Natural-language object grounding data
- - -

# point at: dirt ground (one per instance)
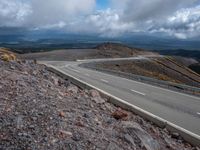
(39, 110)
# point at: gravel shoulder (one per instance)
(39, 110)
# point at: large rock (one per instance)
(134, 130)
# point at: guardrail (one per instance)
(165, 84)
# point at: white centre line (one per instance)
(104, 80)
(75, 70)
(87, 74)
(138, 92)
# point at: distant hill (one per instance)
(120, 50)
(180, 52)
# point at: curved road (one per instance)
(178, 108)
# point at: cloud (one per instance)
(184, 24)
(177, 18)
(13, 13)
(42, 13)
(140, 10)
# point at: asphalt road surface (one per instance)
(178, 108)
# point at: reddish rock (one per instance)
(62, 114)
(120, 114)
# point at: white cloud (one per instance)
(177, 18)
(13, 13)
(42, 13)
(184, 24)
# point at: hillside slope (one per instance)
(106, 50)
(165, 68)
(39, 110)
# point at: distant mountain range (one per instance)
(44, 41)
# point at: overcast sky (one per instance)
(107, 18)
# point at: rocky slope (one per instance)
(165, 68)
(39, 110)
(106, 50)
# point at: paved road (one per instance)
(178, 108)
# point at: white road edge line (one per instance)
(138, 92)
(104, 80)
(149, 85)
(87, 74)
(75, 70)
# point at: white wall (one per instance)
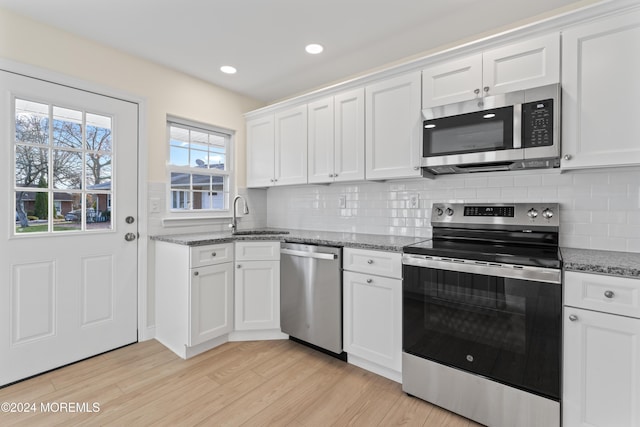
(600, 209)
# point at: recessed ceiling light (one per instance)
(314, 48)
(228, 69)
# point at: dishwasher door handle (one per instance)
(305, 254)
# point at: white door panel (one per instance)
(68, 290)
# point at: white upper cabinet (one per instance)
(530, 63)
(601, 91)
(454, 81)
(291, 146)
(277, 148)
(260, 151)
(336, 138)
(393, 128)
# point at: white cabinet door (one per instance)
(260, 151)
(373, 318)
(291, 146)
(336, 138)
(210, 302)
(321, 141)
(257, 295)
(601, 370)
(349, 136)
(393, 128)
(523, 65)
(454, 81)
(601, 89)
(530, 63)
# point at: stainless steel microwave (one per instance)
(516, 130)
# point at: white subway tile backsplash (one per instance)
(600, 209)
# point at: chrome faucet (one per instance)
(234, 221)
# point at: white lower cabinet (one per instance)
(257, 290)
(194, 296)
(601, 361)
(372, 313)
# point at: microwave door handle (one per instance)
(488, 168)
(517, 126)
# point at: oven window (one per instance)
(504, 329)
(469, 133)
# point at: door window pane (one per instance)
(32, 122)
(32, 164)
(98, 133)
(67, 170)
(67, 127)
(52, 197)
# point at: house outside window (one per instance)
(199, 168)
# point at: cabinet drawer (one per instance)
(257, 251)
(380, 263)
(609, 294)
(211, 254)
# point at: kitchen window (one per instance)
(199, 168)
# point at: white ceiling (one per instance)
(265, 39)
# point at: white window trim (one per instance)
(197, 217)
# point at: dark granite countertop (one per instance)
(625, 264)
(326, 238)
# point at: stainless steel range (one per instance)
(482, 313)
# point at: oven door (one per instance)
(505, 328)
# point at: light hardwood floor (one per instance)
(262, 383)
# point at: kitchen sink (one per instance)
(258, 232)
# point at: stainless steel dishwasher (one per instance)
(311, 295)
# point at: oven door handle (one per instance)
(512, 271)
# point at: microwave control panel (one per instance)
(537, 123)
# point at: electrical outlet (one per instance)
(413, 201)
(154, 205)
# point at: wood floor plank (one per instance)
(260, 383)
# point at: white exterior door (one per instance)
(68, 286)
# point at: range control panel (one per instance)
(514, 214)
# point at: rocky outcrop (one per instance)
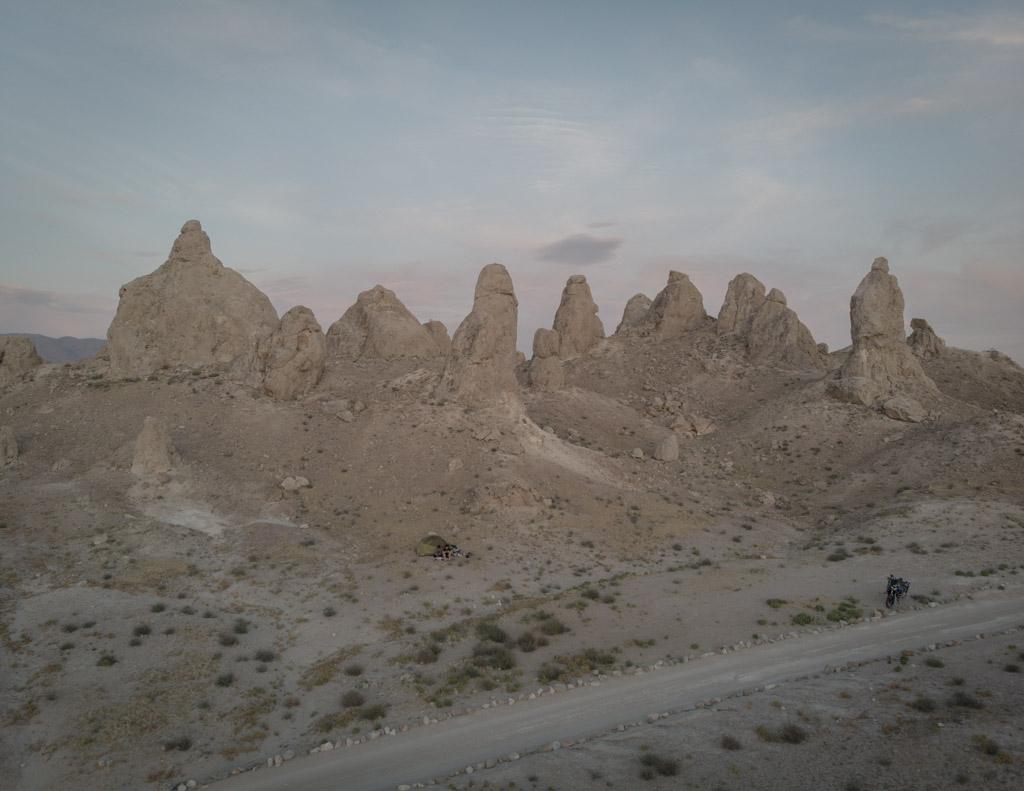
(8, 446)
(776, 336)
(292, 359)
(881, 360)
(546, 368)
(193, 311)
(679, 306)
(17, 359)
(772, 332)
(379, 326)
(479, 370)
(743, 298)
(634, 314)
(438, 332)
(923, 341)
(154, 451)
(576, 321)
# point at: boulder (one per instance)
(8, 446)
(679, 306)
(576, 321)
(743, 297)
(154, 450)
(880, 351)
(438, 332)
(292, 359)
(668, 449)
(379, 326)
(923, 341)
(480, 367)
(634, 314)
(17, 359)
(193, 311)
(546, 367)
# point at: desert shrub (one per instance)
(180, 743)
(963, 700)
(552, 626)
(497, 657)
(428, 654)
(659, 764)
(351, 699)
(488, 630)
(377, 711)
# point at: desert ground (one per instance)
(161, 630)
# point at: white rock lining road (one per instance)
(451, 746)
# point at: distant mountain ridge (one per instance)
(66, 349)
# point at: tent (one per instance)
(429, 544)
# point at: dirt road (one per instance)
(452, 745)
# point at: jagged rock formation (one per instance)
(546, 367)
(154, 450)
(881, 359)
(634, 314)
(923, 341)
(776, 336)
(292, 359)
(379, 326)
(479, 369)
(576, 320)
(438, 332)
(771, 330)
(743, 297)
(17, 359)
(193, 310)
(679, 306)
(8, 446)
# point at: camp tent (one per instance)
(429, 544)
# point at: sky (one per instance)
(330, 147)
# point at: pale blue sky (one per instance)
(327, 147)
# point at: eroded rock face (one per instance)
(438, 332)
(634, 314)
(193, 311)
(8, 446)
(154, 450)
(923, 341)
(576, 321)
(743, 297)
(881, 359)
(17, 359)
(546, 367)
(292, 359)
(379, 326)
(776, 336)
(479, 369)
(679, 306)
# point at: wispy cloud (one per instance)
(580, 250)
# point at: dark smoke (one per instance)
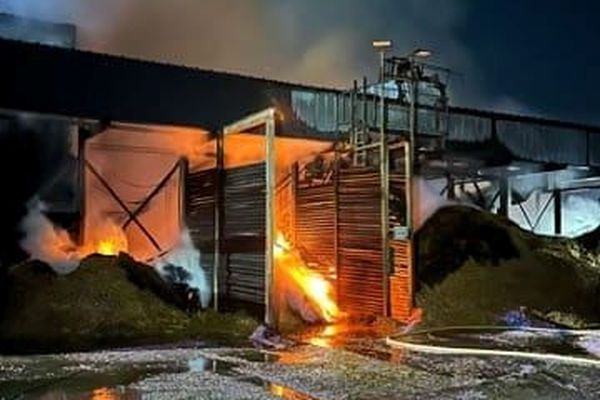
(319, 42)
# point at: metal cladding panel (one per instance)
(244, 201)
(55, 80)
(360, 279)
(315, 109)
(401, 281)
(543, 143)
(469, 128)
(315, 226)
(245, 277)
(199, 204)
(199, 218)
(594, 149)
(244, 232)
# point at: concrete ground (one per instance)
(369, 371)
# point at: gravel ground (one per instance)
(305, 372)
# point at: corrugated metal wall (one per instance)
(244, 233)
(199, 214)
(360, 271)
(315, 226)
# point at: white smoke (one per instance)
(186, 256)
(319, 42)
(48, 243)
(45, 242)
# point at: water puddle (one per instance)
(101, 382)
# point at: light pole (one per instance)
(413, 78)
(384, 170)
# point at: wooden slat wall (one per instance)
(199, 210)
(360, 286)
(315, 227)
(401, 282)
(244, 233)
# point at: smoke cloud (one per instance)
(186, 257)
(318, 42)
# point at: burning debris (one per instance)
(45, 242)
(181, 266)
(53, 245)
(306, 292)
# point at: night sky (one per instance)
(522, 56)
(543, 53)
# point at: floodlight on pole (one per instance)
(382, 46)
(422, 53)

- - -

The reply is to be all the records above, transcribed exactly, with no pictures.

# Response:
# point at: dirt ground (one per instance)
(39, 110)
# point at: gravel shoulder (one per instance)
(39, 110)
# point at: large rock (one per instance)
(134, 130)
# point at: guardrail (one per instance)
(165, 84)
# point at: white centre line (one per instance)
(104, 80)
(75, 70)
(87, 74)
(138, 92)
# point at: distant hill (one per instance)
(120, 50)
(180, 52)
# point at: curved road (one per instance)
(178, 108)
# point at: cloud (one per instance)
(184, 24)
(177, 18)
(13, 13)
(42, 13)
(140, 10)
# point at: asphalt road surface (one per instance)
(178, 108)
# point at: reddish rock (one per instance)
(62, 114)
(120, 114)
# point at: white cloud (one per instance)
(177, 18)
(13, 13)
(42, 13)
(184, 24)
# point at: hillside slope (one per instance)
(106, 50)
(165, 68)
(39, 110)
# point at: distant mountain range (one per instance)
(44, 41)
# point at: overcast sky (one per instance)
(107, 18)
# point at: rocky slope (one per instance)
(165, 68)
(39, 110)
(106, 50)
# point at: paved road (one per instance)
(178, 108)
# point at: white road edge line (one per instance)
(138, 92)
(104, 80)
(149, 85)
(87, 74)
(75, 70)
# point at: white wall (one per instance)
(600, 209)
# point at: recessed ceiling light (one per instance)
(314, 48)
(228, 69)
# point at: dishwasher door handle (one per instance)
(305, 254)
# point at: white door panel (one per instance)
(68, 290)
# point at: white upper cabinet (one per instance)
(530, 63)
(601, 91)
(454, 81)
(291, 146)
(277, 148)
(260, 151)
(336, 138)
(393, 128)
# point at: white cabinet door (one per instance)
(260, 151)
(373, 318)
(291, 146)
(336, 138)
(210, 302)
(321, 141)
(257, 295)
(601, 370)
(349, 136)
(393, 128)
(523, 65)
(454, 81)
(601, 89)
(530, 63)
# point at: stainless steel microwave (one per instance)
(516, 130)
# point at: white subway tile backsplash (one per instance)
(600, 209)
# point at: chrome faucet (one per instance)
(234, 221)
# point at: white lower cabinet (one per instance)
(257, 290)
(194, 296)
(601, 361)
(372, 313)
# point at: microwave door handle (one per instance)
(488, 168)
(517, 126)
# point at: oven window (one per instance)
(504, 329)
(469, 133)
# point at: door window pane (one per instance)
(32, 122)
(32, 164)
(98, 133)
(67, 170)
(67, 127)
(52, 197)
# point at: house outside window (one per instance)
(199, 168)
# point at: cabinet drawer (one per instance)
(257, 251)
(380, 263)
(609, 294)
(211, 254)
# point at: kitchen window (one per instance)
(199, 168)
# point at: white ceiling (one per instance)
(265, 39)
# point at: white window trim (one per instance)
(197, 217)
# point at: dark granite countertop (one per instance)
(625, 264)
(326, 238)
# point at: stainless steel range (one per instance)
(482, 313)
# point at: oven door (one per instance)
(505, 328)
# point at: light hardwood floor (one per instance)
(262, 383)
# point at: kitchen sink (one per instance)
(258, 232)
# point at: stainless steel dishwasher (one per instance)
(311, 295)
# point at: oven door handle (one per instance)
(512, 271)
# point at: microwave control panel (one per instance)
(537, 123)
# point at: electrical outlet (one per instance)
(413, 201)
(154, 205)
# point at: wood floor plank (one per instance)
(260, 383)
# point at: white exterior door (one per instance)
(68, 286)
# point at: range control panel (one per instance)
(514, 214)
# point at: rocky outcrop (one per instance)
(8, 446)
(776, 336)
(292, 359)
(881, 360)
(546, 368)
(193, 311)
(679, 306)
(17, 359)
(772, 332)
(379, 326)
(479, 370)
(743, 298)
(634, 314)
(438, 332)
(923, 341)
(154, 451)
(576, 321)
# point at: boulder (one per instance)
(8, 446)
(679, 306)
(576, 321)
(743, 297)
(154, 450)
(880, 351)
(438, 332)
(292, 359)
(668, 449)
(379, 326)
(923, 341)
(480, 367)
(634, 314)
(17, 359)
(193, 311)
(546, 367)
# point at: desert shrub (one per instance)
(180, 743)
(963, 700)
(552, 626)
(497, 657)
(428, 654)
(659, 764)
(351, 699)
(488, 630)
(377, 711)
# point at: desert ground (one per instance)
(161, 630)
# point at: white rock lining road (one per instance)
(451, 746)
# point at: distant mountain ridge (one per instance)
(66, 349)
# point at: tent (one per instance)
(429, 544)
# point at: dirt road (one per instance)
(452, 745)
# point at: jagged rock formation (one per instance)
(546, 367)
(154, 450)
(881, 359)
(634, 314)
(923, 341)
(776, 336)
(292, 359)
(379, 326)
(479, 369)
(576, 320)
(438, 332)
(771, 330)
(743, 297)
(17, 359)
(193, 310)
(679, 306)
(8, 446)
# point at: camp tent (one per instance)
(429, 544)
# point at: sky (one per instance)
(330, 147)
# point at: pale blue sky (one per instance)
(327, 147)
# point at: eroded rock face (one per instance)
(438, 332)
(634, 314)
(193, 311)
(8, 446)
(154, 450)
(923, 341)
(576, 321)
(743, 297)
(881, 359)
(17, 359)
(546, 367)
(292, 359)
(379, 326)
(776, 336)
(479, 369)
(679, 306)
# point at: wispy cloud (one per instance)
(580, 250)
# point at: dark smoke (one per instance)
(319, 42)
# point at: metal cladding panel (one per instance)
(244, 201)
(55, 80)
(360, 279)
(315, 109)
(401, 281)
(543, 143)
(469, 128)
(315, 226)
(245, 277)
(199, 204)
(199, 218)
(594, 149)
(244, 232)
# point at: concrete ground (one per instance)
(369, 371)
# point at: gravel ground (one per instance)
(305, 372)
# point at: corrugated metal wall (one per instance)
(244, 233)
(199, 214)
(360, 271)
(315, 226)
# point at: white smoke (one per instance)
(186, 256)
(319, 42)
(48, 243)
(45, 242)
# point at: water puddle (one per instance)
(101, 382)
# point at: light pole (one per instance)
(413, 78)
(384, 170)
# point at: wooden slat wall (one per instance)
(199, 210)
(360, 286)
(315, 227)
(401, 282)
(244, 233)
# point at: smoke cloud (one per instance)
(186, 257)
(318, 42)
# point at: burning debris (one per instance)
(45, 242)
(181, 266)
(53, 245)
(306, 292)
# point at: night sky (one per instance)
(522, 56)
(543, 53)
# point at: floodlight on pole (one per instance)
(382, 46)
(422, 53)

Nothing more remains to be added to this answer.